Records from a point labeling set

--*--

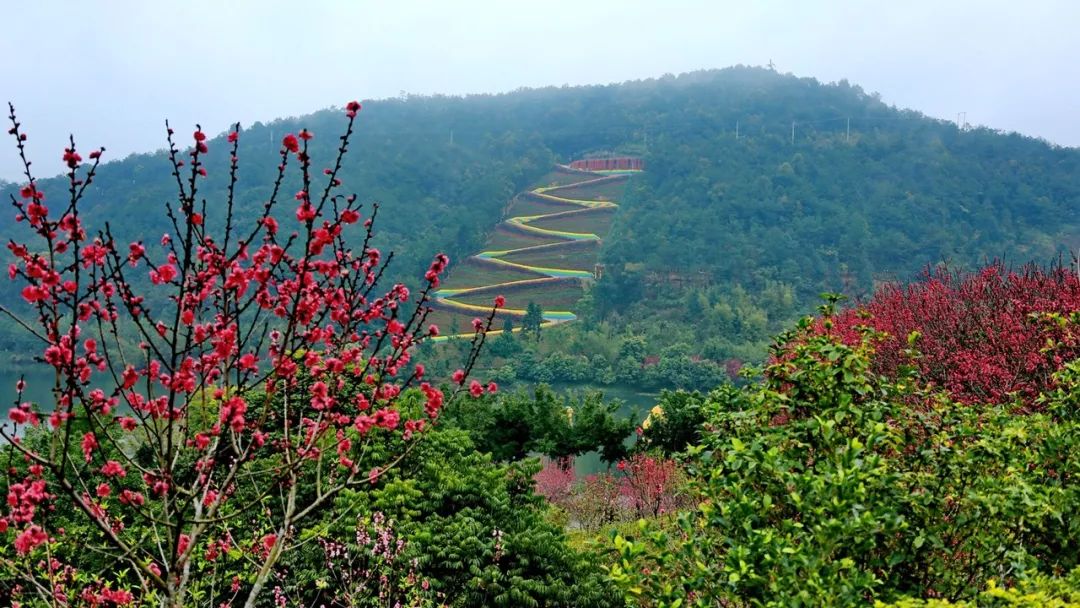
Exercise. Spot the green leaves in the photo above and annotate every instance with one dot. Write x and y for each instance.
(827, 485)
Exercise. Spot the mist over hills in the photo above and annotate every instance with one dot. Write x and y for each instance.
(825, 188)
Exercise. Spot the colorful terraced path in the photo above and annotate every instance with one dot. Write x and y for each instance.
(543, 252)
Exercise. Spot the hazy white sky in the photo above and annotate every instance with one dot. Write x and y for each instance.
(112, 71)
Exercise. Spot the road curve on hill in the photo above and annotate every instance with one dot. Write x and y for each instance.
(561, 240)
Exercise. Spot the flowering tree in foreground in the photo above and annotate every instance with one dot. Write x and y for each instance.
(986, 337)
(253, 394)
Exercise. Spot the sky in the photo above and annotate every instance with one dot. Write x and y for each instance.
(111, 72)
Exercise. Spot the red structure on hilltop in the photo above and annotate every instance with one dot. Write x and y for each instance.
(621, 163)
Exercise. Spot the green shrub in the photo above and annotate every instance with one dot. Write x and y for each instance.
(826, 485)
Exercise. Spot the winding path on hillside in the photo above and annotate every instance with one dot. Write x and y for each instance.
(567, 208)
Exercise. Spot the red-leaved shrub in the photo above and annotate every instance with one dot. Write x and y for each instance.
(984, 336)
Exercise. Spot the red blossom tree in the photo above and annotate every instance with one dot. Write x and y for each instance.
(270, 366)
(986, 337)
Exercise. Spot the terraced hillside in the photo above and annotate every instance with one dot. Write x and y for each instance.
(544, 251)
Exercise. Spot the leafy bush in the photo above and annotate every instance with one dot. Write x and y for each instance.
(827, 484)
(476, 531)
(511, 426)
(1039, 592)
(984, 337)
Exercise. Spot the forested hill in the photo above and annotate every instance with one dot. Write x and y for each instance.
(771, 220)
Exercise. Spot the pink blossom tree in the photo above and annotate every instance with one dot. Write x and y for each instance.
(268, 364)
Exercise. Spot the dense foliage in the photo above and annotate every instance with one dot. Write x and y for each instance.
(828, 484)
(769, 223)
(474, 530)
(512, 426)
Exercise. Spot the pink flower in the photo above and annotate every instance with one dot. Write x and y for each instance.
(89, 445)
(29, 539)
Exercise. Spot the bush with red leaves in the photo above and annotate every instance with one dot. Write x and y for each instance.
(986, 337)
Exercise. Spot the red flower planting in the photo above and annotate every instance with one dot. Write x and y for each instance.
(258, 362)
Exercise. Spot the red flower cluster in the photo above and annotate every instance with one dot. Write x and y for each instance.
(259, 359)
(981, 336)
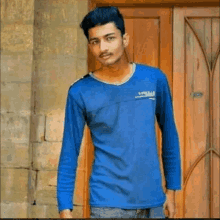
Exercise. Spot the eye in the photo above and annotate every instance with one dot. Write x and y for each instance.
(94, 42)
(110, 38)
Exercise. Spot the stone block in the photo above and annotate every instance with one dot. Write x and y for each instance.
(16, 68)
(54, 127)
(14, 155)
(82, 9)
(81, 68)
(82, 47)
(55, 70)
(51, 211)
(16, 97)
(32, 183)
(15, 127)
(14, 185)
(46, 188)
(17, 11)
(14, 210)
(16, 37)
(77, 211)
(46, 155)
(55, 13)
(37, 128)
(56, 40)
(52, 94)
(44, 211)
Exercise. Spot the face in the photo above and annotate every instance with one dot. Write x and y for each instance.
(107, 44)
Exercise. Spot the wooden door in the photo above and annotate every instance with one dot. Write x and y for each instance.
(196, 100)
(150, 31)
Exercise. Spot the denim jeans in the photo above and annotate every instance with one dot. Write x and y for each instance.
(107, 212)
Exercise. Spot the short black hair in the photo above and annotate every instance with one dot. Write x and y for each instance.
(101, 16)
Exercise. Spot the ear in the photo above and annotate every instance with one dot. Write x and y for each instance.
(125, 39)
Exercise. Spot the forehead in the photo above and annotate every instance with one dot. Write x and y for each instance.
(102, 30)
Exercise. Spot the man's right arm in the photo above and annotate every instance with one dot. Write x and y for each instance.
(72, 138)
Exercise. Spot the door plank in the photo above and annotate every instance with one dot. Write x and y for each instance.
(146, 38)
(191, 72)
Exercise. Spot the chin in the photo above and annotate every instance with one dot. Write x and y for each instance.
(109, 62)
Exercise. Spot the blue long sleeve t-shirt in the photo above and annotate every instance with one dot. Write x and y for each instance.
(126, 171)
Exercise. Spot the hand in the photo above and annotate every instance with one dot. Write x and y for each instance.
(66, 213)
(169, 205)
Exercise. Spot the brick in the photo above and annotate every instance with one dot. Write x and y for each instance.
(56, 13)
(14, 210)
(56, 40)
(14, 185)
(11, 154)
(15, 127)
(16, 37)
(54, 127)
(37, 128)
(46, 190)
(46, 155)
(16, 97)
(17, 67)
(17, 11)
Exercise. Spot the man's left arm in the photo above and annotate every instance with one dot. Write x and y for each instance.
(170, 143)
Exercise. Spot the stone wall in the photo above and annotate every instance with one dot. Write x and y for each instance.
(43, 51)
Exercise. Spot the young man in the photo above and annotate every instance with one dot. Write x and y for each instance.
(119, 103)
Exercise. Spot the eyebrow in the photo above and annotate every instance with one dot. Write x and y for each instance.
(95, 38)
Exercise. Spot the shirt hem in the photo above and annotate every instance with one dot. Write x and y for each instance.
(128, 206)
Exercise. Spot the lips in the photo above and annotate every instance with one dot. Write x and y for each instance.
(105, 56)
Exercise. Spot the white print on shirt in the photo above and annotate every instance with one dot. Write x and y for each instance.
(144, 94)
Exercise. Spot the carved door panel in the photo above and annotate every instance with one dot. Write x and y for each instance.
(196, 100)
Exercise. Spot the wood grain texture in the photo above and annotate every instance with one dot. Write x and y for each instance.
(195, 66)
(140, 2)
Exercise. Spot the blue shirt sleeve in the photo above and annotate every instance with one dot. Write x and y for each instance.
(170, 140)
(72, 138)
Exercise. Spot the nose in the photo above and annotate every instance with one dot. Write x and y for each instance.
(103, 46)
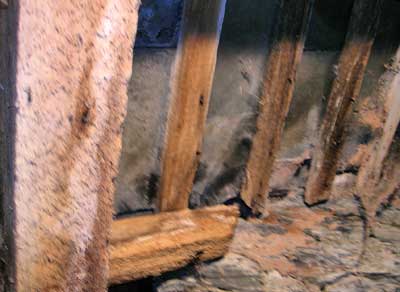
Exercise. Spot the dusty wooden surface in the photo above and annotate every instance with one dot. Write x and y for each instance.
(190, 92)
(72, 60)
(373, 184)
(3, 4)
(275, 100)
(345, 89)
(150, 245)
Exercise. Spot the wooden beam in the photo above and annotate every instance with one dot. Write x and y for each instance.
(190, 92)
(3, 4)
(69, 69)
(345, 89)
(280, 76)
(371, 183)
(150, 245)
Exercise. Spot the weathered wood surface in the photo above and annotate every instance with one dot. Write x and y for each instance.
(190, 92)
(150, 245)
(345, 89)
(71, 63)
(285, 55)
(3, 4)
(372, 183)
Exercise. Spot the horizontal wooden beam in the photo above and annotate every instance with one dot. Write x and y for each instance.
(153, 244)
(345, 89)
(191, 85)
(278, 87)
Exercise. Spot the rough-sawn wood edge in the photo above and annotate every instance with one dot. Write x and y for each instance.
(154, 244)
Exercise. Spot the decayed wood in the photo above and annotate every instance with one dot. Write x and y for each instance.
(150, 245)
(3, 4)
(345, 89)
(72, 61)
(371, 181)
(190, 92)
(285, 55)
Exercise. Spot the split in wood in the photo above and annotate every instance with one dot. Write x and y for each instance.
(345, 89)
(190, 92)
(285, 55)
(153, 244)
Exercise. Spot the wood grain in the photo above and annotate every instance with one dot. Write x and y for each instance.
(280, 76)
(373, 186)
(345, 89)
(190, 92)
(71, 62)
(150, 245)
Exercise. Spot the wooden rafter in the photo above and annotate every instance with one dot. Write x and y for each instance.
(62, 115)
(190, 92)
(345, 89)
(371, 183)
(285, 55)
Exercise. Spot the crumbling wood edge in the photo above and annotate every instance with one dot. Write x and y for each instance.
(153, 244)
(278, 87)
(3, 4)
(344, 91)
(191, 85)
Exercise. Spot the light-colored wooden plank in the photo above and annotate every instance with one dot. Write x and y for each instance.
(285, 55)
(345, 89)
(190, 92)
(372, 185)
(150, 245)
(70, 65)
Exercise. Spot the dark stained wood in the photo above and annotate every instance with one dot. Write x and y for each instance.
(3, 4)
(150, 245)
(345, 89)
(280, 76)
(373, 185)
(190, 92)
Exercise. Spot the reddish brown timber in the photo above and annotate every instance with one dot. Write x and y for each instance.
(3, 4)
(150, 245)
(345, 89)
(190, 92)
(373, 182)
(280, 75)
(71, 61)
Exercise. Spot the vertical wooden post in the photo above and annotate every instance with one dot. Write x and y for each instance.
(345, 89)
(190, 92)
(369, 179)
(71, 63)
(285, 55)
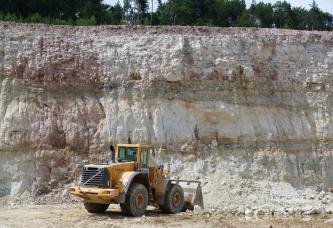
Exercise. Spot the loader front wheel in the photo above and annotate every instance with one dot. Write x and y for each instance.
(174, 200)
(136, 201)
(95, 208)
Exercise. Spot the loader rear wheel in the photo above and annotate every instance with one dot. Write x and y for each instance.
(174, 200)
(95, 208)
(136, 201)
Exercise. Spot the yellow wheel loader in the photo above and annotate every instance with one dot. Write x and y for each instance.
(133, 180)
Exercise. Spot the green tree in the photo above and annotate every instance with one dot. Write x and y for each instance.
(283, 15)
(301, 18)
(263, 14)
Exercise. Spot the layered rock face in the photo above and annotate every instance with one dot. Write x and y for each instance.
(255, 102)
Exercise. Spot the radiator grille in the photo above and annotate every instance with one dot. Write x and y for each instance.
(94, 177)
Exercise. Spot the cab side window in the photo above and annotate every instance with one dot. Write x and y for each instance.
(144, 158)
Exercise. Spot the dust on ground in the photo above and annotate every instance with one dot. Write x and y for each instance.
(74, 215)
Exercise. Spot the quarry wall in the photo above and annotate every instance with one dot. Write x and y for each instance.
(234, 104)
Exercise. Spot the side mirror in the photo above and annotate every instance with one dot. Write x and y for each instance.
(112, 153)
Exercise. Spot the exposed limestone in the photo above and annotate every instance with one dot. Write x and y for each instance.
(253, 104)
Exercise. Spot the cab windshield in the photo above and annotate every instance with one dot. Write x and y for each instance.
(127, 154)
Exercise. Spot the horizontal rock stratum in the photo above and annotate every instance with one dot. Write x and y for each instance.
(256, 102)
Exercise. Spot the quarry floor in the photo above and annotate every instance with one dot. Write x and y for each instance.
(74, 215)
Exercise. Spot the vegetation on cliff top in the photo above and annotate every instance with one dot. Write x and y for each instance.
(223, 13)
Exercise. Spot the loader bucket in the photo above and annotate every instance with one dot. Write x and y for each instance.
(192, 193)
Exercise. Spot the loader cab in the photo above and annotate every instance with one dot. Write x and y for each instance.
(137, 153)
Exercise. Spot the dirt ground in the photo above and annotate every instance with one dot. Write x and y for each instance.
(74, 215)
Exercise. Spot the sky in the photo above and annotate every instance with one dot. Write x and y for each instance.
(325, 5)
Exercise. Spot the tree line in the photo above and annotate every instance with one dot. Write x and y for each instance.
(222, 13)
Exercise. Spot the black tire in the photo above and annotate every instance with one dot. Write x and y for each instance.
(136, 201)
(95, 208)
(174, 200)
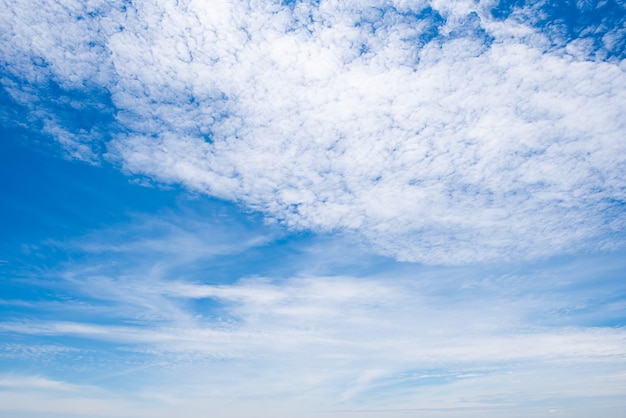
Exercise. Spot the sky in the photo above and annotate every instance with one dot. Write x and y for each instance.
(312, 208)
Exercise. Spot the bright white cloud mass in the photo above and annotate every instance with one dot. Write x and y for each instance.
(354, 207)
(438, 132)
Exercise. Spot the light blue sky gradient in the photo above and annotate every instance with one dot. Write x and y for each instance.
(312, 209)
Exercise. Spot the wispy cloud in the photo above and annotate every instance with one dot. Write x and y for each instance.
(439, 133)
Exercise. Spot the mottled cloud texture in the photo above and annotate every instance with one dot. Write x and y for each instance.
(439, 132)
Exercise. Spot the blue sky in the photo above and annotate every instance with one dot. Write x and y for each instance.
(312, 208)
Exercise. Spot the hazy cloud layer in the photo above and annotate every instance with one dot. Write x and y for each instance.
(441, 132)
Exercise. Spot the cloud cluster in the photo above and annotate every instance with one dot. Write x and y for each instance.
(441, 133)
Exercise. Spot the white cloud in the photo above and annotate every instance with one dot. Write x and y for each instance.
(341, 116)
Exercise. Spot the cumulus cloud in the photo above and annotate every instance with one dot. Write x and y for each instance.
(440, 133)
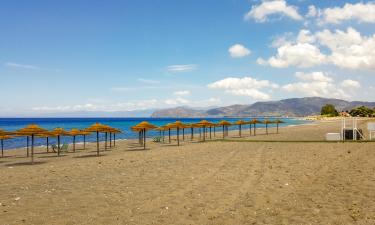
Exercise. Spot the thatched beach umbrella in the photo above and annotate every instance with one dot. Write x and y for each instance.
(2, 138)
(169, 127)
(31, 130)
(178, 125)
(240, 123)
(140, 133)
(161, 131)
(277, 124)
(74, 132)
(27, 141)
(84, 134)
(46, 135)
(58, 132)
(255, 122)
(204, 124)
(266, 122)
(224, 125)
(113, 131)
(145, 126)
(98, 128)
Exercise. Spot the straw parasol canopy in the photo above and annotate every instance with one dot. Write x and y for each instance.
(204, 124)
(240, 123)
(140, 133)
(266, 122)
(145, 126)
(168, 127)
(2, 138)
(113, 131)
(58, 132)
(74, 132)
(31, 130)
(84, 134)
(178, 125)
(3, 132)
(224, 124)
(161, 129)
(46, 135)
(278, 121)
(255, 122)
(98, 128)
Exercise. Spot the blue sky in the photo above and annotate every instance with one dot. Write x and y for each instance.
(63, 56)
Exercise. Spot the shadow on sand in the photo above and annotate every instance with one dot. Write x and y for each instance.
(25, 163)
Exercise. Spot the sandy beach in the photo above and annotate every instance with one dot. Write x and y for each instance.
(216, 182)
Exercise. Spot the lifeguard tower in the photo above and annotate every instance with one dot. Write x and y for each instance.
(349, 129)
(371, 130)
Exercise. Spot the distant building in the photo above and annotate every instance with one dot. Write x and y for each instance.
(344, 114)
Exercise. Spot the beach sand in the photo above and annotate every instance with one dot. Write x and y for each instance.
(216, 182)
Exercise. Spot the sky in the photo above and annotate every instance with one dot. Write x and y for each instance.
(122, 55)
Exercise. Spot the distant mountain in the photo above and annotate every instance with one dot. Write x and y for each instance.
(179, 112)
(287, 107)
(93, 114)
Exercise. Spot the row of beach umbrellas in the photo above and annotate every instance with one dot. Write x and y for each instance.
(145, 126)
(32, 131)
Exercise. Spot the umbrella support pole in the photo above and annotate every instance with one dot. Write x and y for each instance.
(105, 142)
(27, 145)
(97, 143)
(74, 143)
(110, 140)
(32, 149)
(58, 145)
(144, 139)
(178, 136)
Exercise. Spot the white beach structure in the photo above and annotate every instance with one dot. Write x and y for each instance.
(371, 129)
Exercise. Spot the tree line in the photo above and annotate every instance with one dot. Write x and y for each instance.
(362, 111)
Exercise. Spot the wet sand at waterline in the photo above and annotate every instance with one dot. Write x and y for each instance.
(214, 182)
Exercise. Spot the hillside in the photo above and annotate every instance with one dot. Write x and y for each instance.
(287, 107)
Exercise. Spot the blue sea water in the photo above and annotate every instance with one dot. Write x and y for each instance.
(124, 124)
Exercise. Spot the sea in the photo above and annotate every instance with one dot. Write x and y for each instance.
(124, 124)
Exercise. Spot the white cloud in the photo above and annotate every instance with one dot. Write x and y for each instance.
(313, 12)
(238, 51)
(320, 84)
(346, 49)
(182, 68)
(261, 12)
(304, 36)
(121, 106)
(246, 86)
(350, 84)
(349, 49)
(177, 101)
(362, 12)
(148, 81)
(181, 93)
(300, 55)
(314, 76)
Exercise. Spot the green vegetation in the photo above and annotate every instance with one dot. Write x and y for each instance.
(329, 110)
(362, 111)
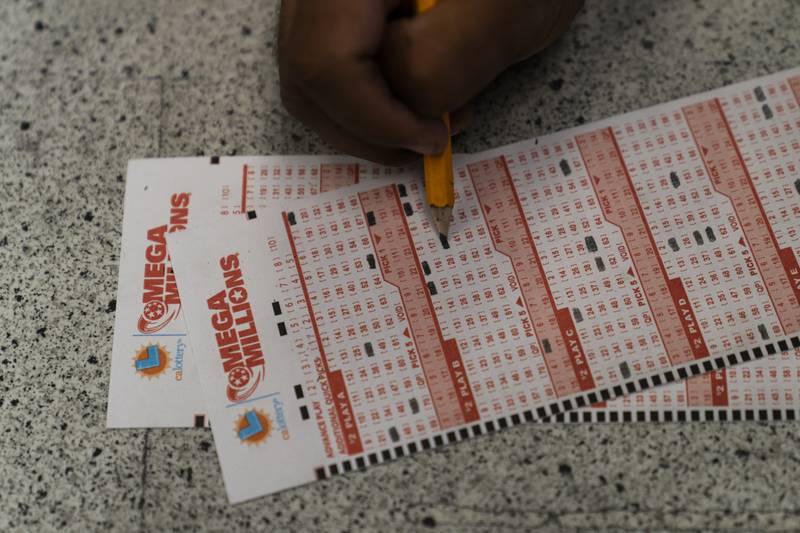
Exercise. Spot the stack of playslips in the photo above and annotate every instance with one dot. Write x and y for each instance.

--*--

* WHAT YOU WILL DO *
Reproduce the lines of the listing exactly, starting at the one that contains "Exercise. Spot the wet" and continuing through the final line, but leave out the pictures.

* REPLY *
Exercise. Spot the wet sand at waterline in the photo above and annotate every instance with one dot. Write x and y for each instance.
(214, 182)
Exercise. Spot the hillside in the photo above and annotate every instance with one dot. Write x and y for each instance.
(287, 107)
Exercise. Spot the blue sea water in the photo above and annotate every instance with one dot. Write x and y for each instance.
(124, 124)
Exercise. Spot the sea in the photo above and annotate every instance with one dot. Write x and y for each instance.
(124, 124)
Exercise. Spot the white cloud in the photo above and annotate every instance with one dot. Write x and y for each instance.
(313, 12)
(238, 51)
(320, 84)
(346, 49)
(182, 68)
(261, 12)
(304, 36)
(121, 106)
(246, 86)
(350, 84)
(349, 49)
(177, 101)
(362, 12)
(148, 81)
(181, 93)
(300, 55)
(314, 76)
Exercise. Spot the green vegetation in the photo above and annotate every instance with one dot. Write x and y for each instance.
(329, 110)
(362, 111)
Exercise. Spot the stack of playslips in the photo above and annotate every instance with one dot. Write x and y for each instance.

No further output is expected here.